Exercise 1:
Read the passage on tokens per second below, then decide whether each statement agrees with it: (a) Models produce their output one token at a time. (b) Every model family splits text into tokens the same way. (c) A typical English word averages 3 to 4 tokens. For each, answer yes or no and quote the exact words from the passage that settle it.
Exercise 2:
Write the next part of the passage on tokens per second, picking up after its last sentence.

AI model performance is often measured using the metric tokens per second (TPS). This figure provides a standardized way to understand the speed of model inference across different hardware, models, and configurations.

Understanding Tokens

A token is a unit of text processed by the model. It may represent a word, part of a word, or even punctuation depending on the tokenizer used. For example:

  • “Hello” might be a single token.
  • “unbelievable” might be split into multiple tokens: “un”, “believ”, “able”.

Tokenization varies by model family, impacting token counts for the same input. This directly affects performance measurements since each token requires computation.

In language models, tokens are essential to how models operate. Models generate output one token at a time, predicting the most likely next token based on the previous context. The definition of a token depends on the tokenizer design, which may be based on byte-pair encoding (BPE), WordPiece, or similar algorithms that balance vocabulary size and sequence length.

For context:

  • A typical English word may average 1.3 to 2 tokens depending on complexity.
  • Punctuation and formatting, such as spaces or line breaks, are often separate tokens.
  • In code generation tasks, tokens may represent parts of keywords, operators, or symbols.

Because token counts directly influence compute time, understanding how your dataset tokenizes is critical for estimating cost and performance.

Provided material:
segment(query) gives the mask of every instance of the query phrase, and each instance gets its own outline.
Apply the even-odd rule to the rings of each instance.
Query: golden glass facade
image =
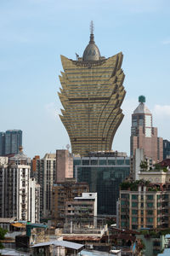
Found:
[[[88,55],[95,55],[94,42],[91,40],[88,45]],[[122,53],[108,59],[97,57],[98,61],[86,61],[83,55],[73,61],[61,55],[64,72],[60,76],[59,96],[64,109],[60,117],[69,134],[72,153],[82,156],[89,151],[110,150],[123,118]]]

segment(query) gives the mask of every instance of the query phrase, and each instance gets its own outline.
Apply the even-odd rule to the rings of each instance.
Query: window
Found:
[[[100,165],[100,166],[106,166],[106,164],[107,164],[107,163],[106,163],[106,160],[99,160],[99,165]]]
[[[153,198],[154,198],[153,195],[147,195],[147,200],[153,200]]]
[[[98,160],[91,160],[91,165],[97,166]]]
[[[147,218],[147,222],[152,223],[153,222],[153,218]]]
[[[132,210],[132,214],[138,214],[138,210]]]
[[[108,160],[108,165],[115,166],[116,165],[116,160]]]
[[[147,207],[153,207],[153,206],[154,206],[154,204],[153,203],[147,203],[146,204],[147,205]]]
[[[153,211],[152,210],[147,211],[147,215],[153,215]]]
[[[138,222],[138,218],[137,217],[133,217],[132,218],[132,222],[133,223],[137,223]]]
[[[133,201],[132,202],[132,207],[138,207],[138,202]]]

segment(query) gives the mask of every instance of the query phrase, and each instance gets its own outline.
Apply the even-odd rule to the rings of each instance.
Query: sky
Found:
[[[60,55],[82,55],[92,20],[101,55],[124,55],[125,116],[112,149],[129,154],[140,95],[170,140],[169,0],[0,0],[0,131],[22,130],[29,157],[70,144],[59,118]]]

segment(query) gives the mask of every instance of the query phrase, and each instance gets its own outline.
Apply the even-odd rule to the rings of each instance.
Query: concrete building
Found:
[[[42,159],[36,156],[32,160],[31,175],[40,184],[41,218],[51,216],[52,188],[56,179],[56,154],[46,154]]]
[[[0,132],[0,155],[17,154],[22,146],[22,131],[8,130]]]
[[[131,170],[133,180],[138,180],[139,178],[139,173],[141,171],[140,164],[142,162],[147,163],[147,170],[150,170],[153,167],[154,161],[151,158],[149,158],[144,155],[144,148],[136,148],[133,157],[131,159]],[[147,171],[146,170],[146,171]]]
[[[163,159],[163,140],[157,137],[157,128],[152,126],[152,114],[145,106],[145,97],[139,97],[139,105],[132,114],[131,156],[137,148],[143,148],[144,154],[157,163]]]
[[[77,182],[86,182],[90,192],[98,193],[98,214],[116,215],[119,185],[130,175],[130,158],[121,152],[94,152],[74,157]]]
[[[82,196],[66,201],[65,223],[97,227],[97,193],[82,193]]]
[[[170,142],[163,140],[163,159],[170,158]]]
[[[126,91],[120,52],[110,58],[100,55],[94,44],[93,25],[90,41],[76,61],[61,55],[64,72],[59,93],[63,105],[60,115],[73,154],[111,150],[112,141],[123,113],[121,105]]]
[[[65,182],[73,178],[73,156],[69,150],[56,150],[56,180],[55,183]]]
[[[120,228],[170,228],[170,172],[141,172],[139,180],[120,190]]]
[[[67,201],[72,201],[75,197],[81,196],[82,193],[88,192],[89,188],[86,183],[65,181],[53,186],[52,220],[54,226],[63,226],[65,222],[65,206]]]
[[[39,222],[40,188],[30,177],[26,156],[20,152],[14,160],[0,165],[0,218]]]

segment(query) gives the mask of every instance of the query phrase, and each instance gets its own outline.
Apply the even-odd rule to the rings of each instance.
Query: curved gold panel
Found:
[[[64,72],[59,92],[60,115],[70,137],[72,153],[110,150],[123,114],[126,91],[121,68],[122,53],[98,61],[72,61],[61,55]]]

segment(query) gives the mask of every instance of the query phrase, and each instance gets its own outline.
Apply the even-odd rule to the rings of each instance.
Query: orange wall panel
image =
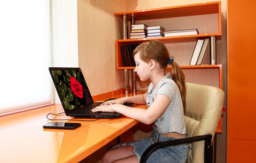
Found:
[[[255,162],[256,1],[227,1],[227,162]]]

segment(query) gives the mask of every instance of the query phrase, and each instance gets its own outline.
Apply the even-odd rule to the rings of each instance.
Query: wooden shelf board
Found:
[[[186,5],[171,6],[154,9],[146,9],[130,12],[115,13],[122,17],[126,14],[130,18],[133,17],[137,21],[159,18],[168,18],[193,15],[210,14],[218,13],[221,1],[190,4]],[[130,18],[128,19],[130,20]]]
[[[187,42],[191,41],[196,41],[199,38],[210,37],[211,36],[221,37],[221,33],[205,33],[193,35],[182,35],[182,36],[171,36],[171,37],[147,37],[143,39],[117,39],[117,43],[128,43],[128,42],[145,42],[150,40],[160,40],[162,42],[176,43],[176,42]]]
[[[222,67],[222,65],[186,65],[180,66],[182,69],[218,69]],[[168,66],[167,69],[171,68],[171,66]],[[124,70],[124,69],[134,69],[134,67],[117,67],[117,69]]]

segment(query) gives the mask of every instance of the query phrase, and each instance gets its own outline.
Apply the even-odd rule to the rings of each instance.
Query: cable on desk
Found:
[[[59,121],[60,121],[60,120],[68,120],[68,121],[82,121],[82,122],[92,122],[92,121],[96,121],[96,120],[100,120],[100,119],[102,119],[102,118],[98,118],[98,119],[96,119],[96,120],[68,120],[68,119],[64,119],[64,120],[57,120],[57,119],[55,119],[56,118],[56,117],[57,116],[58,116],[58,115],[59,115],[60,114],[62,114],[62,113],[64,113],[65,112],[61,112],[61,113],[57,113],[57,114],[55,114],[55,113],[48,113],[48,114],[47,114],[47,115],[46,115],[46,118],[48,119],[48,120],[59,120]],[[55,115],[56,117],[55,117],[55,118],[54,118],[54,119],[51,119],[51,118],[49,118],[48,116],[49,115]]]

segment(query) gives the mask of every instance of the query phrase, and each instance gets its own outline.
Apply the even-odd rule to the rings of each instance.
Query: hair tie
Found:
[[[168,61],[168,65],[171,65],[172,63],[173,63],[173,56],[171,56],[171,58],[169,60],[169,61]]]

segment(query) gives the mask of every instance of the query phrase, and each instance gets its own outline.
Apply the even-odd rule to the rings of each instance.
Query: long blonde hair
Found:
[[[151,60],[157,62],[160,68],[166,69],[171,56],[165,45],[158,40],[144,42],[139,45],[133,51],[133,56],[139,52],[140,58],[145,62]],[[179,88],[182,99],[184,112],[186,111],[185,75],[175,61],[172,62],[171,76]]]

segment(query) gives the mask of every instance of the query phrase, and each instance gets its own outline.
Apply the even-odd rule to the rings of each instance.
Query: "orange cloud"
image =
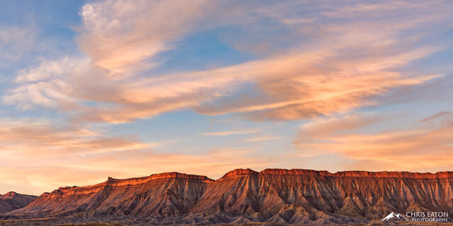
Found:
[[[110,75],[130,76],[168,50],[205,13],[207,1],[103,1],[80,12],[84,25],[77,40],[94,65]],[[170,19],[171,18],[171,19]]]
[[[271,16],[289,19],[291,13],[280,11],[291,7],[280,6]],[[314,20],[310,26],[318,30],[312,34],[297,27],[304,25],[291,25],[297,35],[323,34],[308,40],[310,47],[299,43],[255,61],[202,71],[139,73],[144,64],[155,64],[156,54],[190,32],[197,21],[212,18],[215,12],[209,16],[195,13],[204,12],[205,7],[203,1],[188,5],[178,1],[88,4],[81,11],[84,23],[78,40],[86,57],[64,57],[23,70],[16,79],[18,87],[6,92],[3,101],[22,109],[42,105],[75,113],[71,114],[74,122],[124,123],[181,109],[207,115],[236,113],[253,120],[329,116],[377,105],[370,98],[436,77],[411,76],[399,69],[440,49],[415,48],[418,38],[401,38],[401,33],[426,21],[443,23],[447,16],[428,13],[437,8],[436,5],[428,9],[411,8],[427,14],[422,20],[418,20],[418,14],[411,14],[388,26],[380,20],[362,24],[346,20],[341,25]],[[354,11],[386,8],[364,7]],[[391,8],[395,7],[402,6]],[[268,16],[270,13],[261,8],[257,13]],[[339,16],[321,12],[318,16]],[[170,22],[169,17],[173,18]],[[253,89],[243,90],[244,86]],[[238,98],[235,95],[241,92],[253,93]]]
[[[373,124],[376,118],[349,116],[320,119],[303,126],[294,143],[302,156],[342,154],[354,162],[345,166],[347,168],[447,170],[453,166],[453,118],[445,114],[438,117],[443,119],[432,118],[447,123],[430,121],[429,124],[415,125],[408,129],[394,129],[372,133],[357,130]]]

...

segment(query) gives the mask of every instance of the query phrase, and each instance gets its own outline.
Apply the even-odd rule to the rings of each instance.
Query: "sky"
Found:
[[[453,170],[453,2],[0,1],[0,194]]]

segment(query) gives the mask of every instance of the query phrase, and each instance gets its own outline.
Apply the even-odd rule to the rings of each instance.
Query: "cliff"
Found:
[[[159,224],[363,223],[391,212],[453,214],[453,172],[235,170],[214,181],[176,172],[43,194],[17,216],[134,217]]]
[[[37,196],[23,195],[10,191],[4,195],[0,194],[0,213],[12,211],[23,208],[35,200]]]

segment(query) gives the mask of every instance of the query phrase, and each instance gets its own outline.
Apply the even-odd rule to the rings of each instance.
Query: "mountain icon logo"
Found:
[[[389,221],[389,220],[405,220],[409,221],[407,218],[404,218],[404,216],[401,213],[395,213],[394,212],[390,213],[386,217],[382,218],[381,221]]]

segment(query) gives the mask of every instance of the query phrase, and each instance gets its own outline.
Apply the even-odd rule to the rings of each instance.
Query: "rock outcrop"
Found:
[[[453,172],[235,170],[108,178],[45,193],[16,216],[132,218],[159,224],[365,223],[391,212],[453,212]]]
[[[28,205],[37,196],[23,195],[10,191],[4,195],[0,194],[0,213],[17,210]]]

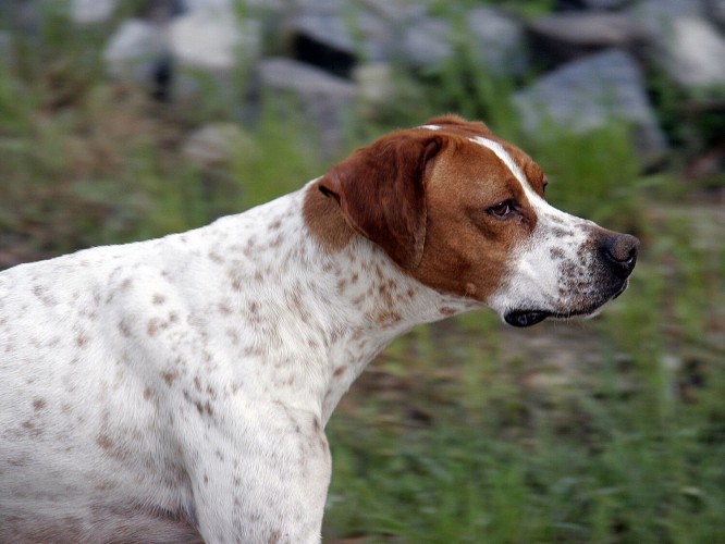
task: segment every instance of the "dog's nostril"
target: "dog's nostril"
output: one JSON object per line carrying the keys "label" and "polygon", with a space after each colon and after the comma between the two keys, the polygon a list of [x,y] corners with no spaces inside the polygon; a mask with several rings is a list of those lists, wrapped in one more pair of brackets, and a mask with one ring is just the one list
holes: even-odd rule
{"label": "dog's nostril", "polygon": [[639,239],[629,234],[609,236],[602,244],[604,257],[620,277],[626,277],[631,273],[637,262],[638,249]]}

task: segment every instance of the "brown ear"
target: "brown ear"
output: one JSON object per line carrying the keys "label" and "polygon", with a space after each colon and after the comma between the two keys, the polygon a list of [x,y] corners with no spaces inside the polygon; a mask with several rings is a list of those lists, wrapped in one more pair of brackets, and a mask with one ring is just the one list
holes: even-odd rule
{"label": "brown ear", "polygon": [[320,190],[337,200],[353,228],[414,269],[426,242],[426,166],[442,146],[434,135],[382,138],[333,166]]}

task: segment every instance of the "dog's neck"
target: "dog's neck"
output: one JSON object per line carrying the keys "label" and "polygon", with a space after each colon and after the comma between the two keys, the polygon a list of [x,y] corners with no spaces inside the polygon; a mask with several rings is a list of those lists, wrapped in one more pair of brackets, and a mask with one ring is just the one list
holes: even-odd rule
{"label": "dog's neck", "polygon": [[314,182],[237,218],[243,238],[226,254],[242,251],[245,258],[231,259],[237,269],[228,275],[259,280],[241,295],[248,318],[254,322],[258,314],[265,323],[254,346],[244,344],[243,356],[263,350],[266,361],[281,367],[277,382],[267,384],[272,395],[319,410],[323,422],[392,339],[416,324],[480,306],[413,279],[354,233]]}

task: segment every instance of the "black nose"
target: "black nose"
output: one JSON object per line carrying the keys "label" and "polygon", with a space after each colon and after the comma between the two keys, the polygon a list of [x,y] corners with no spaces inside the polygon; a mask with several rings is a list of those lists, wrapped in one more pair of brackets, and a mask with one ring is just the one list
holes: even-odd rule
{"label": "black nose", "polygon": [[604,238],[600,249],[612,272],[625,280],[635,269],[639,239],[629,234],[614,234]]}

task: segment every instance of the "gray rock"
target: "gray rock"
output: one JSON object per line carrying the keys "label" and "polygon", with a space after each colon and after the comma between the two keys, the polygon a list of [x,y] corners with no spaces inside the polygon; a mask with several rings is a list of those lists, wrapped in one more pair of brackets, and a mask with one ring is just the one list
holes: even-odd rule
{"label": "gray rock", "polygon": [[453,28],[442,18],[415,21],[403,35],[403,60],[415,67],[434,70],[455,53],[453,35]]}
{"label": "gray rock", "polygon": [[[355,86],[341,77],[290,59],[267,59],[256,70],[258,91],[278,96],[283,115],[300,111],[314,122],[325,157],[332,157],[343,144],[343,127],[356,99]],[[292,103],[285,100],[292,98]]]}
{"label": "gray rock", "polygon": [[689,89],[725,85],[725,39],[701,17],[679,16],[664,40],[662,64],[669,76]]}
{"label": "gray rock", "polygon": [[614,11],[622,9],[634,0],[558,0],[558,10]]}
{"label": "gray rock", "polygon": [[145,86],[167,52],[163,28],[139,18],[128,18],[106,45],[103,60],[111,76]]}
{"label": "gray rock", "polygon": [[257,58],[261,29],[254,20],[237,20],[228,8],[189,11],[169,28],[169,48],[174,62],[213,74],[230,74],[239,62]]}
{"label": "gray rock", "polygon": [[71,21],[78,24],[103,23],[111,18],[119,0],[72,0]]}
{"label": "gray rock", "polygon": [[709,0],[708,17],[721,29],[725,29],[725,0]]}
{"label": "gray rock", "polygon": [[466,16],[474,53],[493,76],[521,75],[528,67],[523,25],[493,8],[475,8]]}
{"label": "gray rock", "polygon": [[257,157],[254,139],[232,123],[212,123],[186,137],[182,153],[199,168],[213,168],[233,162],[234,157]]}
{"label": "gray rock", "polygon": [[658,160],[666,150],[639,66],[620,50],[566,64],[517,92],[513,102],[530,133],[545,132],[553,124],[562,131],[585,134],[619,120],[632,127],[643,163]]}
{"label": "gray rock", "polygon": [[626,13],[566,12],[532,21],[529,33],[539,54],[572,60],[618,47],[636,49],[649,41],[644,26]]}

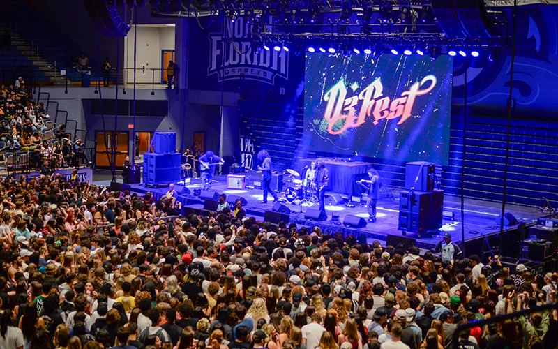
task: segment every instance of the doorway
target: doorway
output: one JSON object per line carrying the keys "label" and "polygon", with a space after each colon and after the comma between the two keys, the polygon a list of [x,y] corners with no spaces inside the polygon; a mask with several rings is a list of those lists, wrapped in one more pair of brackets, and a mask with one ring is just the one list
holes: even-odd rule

Expected answer 1:
(a) Yes: "Models generate output one token at a time"
(b) No: "Tokenization varies by model family, impacting token counts for the same input."
(c) No: "A typical English word may average 1.3 to 2 tokens depending on complexity."

Expected answer 2:
Measuring Tokens per Second

Tokens per second is the number of tokens a model can process (input and/or output) per second during inference. It is influenced by several factors:

  • Model size (number of parameters)
  • Hardware (GPU vs. CPU)
  • Software optimizations (quantization, inference engines)

When evaluating TPS, it is important to distinguish between:

  • Prompt (input) tokens per second — how fast the model reads and processes the input.
  • Eval (output) tokens per second — how fast the model generates responses.

Output token generation is compute-intensive and typically slower. Measuring only input TPS can create misleading impressions of performance, as input handling is faster than generation. From our measurements, prompt tokens per second can be as much as 10x higher than eval tokens per second. This separation in performance will vary by model and hardware.

An easy way for a benchmark to skew results is to provide total tokens per second with a large prompt and small output.

Why the Difference Matters

In many workloads, especially text generation, the output size far exceeds the input. For instance:

  • A chatbot might process a 100-token prompt but generate a 500-token response.
  • Code completion might process a large input context but output only a few tokens.

In these cases, measuring eval TPS provides a more realistic view of latency and throughput than input TPS. Benchmarking systems should clearly state which metric they use.

Model Sizes and Impact on Performance

Model size, measured in parameters, significantly affects performance. 

Model ExampleParameters

Typical Eval TPS (Intel Xeon Gold 6530)

Typical Eval TPS (A100)
llama 3.2 3B3 Billion~52 TPS~171 TPS
llama 3.1 8B8 Billion~33 TPS~122 TPS

Larger models generate higher quality outputs but demand more compute power. Smaller models or quantized versions offer better TPS but may reduce output accuracy. If your use case can tolerate lower quality responses, then a cost effective alternative could include running your workloads on a CPU.

Quantization and Performance

Quantization reduces the precision of model weights, typically from 16-bit floating point (FP16) to smaller formats like 4-bit. This is a common strategy for improving AI model inference performance, especially on CPUs or edge devices with limited resources.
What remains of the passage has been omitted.